Written instruction A
In the letter to the Securities and Exchange Commission, which company drilled the KM Ranch #1H well?
Written instruction B
Reproduce a passage of the letter to the Securities and Exchange Commission verbatim, beginning at the words "January 3, 2013" and stopping after "of the Company.".

Excerpted text
________________________
January 3, 2013
Karl Hiller
Branch Chief
Securities and Exchange Commission
Division of Corporation Finance
100 F Street, N.E.
Washington, D.C. 20549-7010
Re: | U.S. Energy Corp., Form 10-K for the Fiscal Year ended December 31, 2011 |
Filed March 14, 2012 (File No. 0-06814)
Dear Mr. Hiller:
Set forth below are responses of U.S. Energy Corp. (the “Company”) to the comments of the Staff of the Division of Corporation Finance, which were delivered in your letter dated December 20, 2012 regarding the Company’s Annual Report on Form 10-K for the year ended December 31, 2011 (the “10-K”).
Set forth below are the Staff’s December 20, 2012 comments, indicated in bold, followed by responses on behalf of the Company.
Form 10-K for the Fiscal Year ended December 31, 2011
Business, page 7
Texas and Louisiana, page 12
1. | We note your statement, “The KM Ranch #1H well… had an announced initial gross production rate of 418 BOE/D from 11 fracture stimulation stages.” The energy equivalency for oil and natural gas is six MCFG per barrel of oil equivalent (BOE) from page 126. In order to avoid confusion concerning the energy and price equivalency of oil and natural gas, please expand your disclosure of production rates to include the figures for oil and for gas. |
Response: |
The KM Ranch #1H well was drilled to a total depth of approximately 12,500 feet (~6,000 ft. vertical, ~6,500 ft. horizontal) by Crimson Exploration, Inc. at the Leona River prospect. It was completed in the second quarter of 2011 and had an announced initial gross production rate of 418 BOE/D (331 barrels of oil per day and 524 MCF per day) from 11 fracture stimulation stages.
________________________
Dataset entries

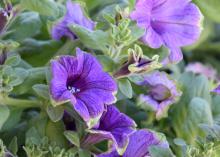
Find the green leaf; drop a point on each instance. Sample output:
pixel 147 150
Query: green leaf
pixel 209 8
pixel 43 7
pixel 156 151
pixel 54 131
pixel 136 33
pixel 107 63
pixel 27 24
pixel 55 113
pixel 13 146
pixel 97 40
pixel 200 111
pixel 34 135
pixel 4 112
pixel 125 87
pixel 13 119
pixel 73 137
pixel 42 91
pixel 84 153
pixel 200 86
pixel 13 60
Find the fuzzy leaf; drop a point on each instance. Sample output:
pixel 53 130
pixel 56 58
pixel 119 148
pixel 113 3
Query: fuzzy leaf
________________________
Task solution A
Crimson Exploration, Inc.

Task solution B
January 3, 2013
Karl Hiller
Branch Chief
Securities and Exchange Commission
Division of Corporation Finance
100 F Street, N.E.
Washington, D.C. 20549-7010
Re: | U.S. Energy Corp., Form 10-K for the Fiscal Year ended December 31, 2011 |
Filed March 14, 2012 (File No. 0-06814)
Dear Mr. Hiller:
Set forth below are responses of U.S. Energy Corp. (the “Company”) to the comments of the Staff of the Division of Corporation Finance, which were delivered in your letter dated December 20, 2012 regarding the Company’s Annual Report on Form 10-K for the year ended December 31, 2011 (the “10-K”).
Set forth below are the Staff’s December 20, 2012 comments, indicated in bold, followed by responses on behalf of the Company.